• **The task**:
According to the article abstract below, how many HapMap samples were genotyped using Nanostring technology?

• **Text shown**:
PLoS Genetics (Jun 2014)

Digital genotyping of macrosatellites and multicopy genes reveals novel biological functions associated with copy number variation of large tandem repeats.

  • Manisha Brahmachary,
  • Audrey Guilmatre,
  • Javier Quilez,
  • Dan Hasson,
  • Christelle Borel,
  • Peter Warburton,
  • Andrew J Sharp

DOI
https://doi.org/10.1371/journal.pgen.1004418
Journal volume & issue
Vol. 10, no. 6
p. e1004418

Abstract

Read online

Tandem repeats are common in eukaryotic genomes, but due to difficulties in assaying them remain poorly studied. Here, we demonstrate the utility of Nanostring technology as a targeted approach to perform accurate measurement of tandem repeats even at extremely high copy number, and apply this technology to genotype 165 HapMap samples from three different populations and five species of non-human primates. We observed extreme variability in copy number of tandemly repeated genes, with many loci showing 5-10 fold variation in copy number among humans. Many of these loci show hallmarks of genome assembly errors, and the true copy number of many large tandem repeats is significantly under-represented even in the high quality 'finished' human reference assembly. Importantly, we demonstrate that most large tandem repeat variations are not tagged by nearby SNPs, and are therefore essentially invisible to SNP-based GWAS approaches. Using association analysis we identify many cis correlations of large tandem repeat variants with nearby gene expression and DNA methylation levels, indicating that variations of tandem repeat length are associated with functional effects on the local genomic environment. This includes an example where expansion of a macrosatellite repeat is associated with increased DNA methylation and suppression of nearby gene expression, suggesting a mechanism termed "repeat induced gene silencing", which has previously been observed only in transgenic organisms. We also observed multiple signatures consistent with altered selective pressures at tandemly repeated loci, suggesting important biological functions. Our studies show that tandemly repeated loci represent a highly variable fraction of the genome that have been systematically ignored by most previous studies, copy number variation of which can exert functionally significant effects. We suggest that future studies of tandem repeat loci will lead to many novel insights into their role in modulating both genomic and phenotypic diversity.

• **Data extracts**:

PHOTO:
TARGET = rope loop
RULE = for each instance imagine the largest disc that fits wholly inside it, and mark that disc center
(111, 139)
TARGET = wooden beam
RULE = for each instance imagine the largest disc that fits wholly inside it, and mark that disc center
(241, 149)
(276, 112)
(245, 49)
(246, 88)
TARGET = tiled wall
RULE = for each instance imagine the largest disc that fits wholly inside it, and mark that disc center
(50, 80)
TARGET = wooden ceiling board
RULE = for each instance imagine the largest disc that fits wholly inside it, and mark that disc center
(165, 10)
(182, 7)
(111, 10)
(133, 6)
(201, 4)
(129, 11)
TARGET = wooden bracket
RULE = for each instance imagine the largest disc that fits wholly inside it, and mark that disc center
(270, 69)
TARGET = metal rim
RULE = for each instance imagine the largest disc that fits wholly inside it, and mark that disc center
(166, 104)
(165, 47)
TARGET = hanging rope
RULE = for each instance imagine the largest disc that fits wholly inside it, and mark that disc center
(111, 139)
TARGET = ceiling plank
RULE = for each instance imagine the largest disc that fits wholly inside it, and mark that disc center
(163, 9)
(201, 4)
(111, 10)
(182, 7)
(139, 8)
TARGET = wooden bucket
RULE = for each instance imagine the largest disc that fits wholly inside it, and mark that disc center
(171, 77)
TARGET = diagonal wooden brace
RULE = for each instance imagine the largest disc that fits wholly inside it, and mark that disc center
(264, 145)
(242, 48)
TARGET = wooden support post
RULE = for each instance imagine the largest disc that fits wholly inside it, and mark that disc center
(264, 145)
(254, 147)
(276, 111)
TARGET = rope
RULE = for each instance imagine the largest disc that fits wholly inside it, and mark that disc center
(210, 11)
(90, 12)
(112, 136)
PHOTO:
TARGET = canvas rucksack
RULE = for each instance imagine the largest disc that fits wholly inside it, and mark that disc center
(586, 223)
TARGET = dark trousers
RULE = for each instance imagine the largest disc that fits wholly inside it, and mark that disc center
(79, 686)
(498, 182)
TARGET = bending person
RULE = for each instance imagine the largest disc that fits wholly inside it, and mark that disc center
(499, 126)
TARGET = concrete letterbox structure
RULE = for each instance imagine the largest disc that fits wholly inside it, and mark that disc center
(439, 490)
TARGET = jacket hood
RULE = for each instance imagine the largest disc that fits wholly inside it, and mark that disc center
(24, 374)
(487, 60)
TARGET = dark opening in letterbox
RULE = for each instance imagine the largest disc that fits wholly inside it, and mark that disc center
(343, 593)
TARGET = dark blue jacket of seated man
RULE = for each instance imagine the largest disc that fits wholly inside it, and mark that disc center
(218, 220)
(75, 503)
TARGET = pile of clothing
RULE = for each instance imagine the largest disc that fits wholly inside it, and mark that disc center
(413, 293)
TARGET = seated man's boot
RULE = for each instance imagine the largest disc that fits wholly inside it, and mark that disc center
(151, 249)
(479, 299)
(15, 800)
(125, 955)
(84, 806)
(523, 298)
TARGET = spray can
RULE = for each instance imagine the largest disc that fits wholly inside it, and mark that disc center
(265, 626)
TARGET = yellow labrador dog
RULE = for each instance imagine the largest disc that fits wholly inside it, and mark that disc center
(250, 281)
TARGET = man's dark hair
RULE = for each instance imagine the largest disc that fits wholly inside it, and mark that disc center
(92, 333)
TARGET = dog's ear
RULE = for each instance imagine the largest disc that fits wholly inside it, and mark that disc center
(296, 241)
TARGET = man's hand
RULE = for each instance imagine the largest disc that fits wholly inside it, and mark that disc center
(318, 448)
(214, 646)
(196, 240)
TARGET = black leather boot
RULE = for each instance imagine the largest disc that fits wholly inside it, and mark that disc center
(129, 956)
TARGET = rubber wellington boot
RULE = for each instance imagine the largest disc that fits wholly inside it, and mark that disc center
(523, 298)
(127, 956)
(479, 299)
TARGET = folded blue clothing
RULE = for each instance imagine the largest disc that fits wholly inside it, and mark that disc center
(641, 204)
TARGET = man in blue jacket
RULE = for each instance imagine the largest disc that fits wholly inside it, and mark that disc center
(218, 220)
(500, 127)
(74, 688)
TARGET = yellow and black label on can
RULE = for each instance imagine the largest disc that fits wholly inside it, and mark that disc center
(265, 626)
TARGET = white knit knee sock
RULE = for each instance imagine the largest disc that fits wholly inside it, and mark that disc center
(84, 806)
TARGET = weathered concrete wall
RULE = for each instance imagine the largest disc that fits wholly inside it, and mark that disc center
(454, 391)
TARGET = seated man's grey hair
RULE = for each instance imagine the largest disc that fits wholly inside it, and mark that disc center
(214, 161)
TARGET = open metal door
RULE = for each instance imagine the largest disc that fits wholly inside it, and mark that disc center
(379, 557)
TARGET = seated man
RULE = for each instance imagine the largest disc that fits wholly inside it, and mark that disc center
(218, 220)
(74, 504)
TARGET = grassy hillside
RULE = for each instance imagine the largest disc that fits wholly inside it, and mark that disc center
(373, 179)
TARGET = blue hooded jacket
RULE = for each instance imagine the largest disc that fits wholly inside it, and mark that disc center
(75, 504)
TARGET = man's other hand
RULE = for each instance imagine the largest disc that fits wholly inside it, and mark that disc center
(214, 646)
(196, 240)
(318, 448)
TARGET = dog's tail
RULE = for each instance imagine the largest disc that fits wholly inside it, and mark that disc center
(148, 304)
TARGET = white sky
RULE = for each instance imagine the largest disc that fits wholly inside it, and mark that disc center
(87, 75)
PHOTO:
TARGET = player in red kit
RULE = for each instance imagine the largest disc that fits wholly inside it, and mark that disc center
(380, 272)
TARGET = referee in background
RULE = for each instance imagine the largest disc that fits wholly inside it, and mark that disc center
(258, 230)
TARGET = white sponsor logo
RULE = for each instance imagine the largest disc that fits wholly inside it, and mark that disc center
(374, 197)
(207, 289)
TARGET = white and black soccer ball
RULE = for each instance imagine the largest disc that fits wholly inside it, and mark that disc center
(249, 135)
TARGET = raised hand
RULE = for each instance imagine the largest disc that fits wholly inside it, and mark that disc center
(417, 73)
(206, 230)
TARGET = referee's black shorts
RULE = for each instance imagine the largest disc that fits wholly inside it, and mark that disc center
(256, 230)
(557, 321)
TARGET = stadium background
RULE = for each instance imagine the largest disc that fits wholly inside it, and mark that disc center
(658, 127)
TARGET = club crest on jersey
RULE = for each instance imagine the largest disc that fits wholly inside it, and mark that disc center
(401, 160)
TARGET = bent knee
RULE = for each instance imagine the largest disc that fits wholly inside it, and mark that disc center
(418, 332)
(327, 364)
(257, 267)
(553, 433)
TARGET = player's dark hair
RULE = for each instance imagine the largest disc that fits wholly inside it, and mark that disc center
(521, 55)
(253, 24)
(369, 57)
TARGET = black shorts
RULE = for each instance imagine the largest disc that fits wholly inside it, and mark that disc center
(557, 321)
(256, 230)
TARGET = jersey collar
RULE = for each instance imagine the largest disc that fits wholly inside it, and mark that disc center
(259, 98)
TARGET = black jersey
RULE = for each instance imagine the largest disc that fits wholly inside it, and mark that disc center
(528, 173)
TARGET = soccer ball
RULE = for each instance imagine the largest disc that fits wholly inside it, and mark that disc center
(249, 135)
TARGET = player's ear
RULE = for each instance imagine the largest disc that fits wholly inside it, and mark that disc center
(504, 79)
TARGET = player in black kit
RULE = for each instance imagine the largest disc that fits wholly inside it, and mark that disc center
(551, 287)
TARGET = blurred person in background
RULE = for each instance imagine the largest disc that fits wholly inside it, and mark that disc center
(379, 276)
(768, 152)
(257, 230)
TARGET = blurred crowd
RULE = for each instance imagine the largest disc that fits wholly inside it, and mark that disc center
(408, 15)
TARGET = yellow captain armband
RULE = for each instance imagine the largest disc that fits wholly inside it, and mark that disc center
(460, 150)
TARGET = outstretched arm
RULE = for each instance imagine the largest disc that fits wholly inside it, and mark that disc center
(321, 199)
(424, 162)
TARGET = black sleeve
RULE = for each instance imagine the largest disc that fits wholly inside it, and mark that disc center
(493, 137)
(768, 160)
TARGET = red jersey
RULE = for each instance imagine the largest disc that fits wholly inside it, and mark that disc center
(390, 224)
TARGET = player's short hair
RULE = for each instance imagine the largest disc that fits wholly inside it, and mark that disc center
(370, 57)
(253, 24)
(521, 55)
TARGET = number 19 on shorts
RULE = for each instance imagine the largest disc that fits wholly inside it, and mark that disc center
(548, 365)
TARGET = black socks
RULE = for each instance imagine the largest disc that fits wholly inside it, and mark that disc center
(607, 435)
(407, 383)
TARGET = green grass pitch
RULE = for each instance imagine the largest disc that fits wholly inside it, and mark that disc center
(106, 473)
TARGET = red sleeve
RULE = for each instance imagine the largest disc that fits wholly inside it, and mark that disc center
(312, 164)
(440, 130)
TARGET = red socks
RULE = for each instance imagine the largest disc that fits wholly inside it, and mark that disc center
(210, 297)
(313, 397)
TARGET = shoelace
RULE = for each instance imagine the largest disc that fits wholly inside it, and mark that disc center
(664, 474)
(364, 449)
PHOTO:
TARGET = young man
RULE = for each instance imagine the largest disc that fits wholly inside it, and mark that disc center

• **Response area**:
165 HapMap samples from three different populations.